(Saved entries)
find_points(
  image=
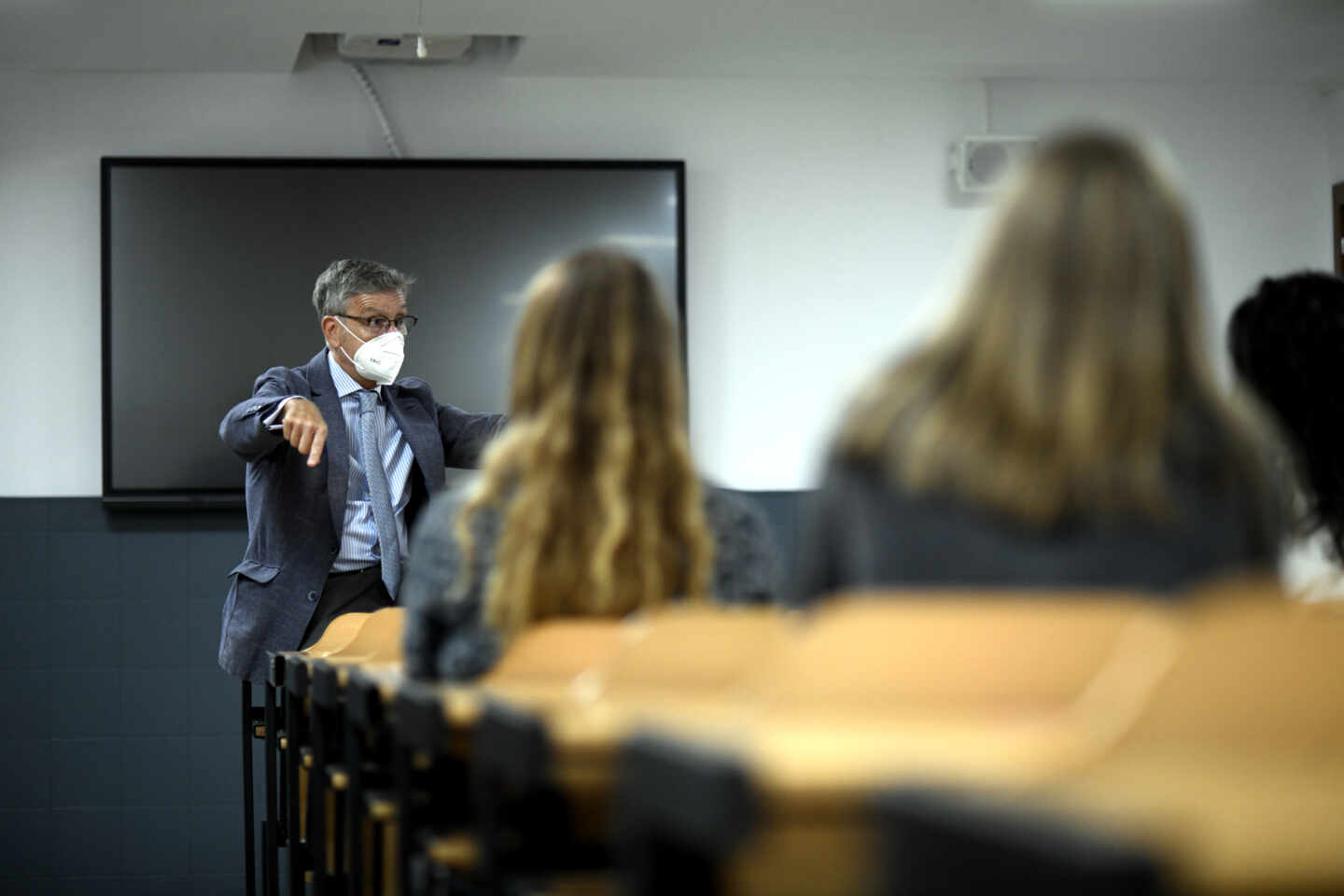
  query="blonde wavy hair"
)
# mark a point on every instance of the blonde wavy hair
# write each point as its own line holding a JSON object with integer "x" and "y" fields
{"x": 601, "y": 507}
{"x": 1074, "y": 370}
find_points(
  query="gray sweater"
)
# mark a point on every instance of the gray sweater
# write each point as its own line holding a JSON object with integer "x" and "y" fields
{"x": 445, "y": 636}
{"x": 863, "y": 532}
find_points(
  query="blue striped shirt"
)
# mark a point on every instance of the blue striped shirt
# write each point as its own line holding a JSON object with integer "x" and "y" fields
{"x": 359, "y": 546}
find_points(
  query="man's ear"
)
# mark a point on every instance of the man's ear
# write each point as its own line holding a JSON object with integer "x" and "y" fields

▸ **How to complete this task**: For the data above, return an exact copy that contains no pictures.

▸ **Problem solution**:
find_points(
  image=
  query="blonde wavy hair"
)
# mark a point on every instance of the blonde wavy hair
# write each point as its own line holding a JSON object with integer "x" and "y" fields
{"x": 601, "y": 507}
{"x": 1074, "y": 370}
find_points(
  query="gray sweater"
)
# mark a point on every instance of the gray sweater
# write each point as its own line holding a JSON object with integer "x" and "y" fields
{"x": 445, "y": 636}
{"x": 863, "y": 532}
find_points(
  query="blue striped shirt"
)
# mark a point on every instance of the blue striped shirt
# write each point as its own line holding a JSON object with integer "x" and "y" fields
{"x": 359, "y": 546}
find_points(
  query="man's ear"
)
# mark a point on every instance of the man's ear
# write each point as its own line holding a JSON object with integer "x" and "y" fields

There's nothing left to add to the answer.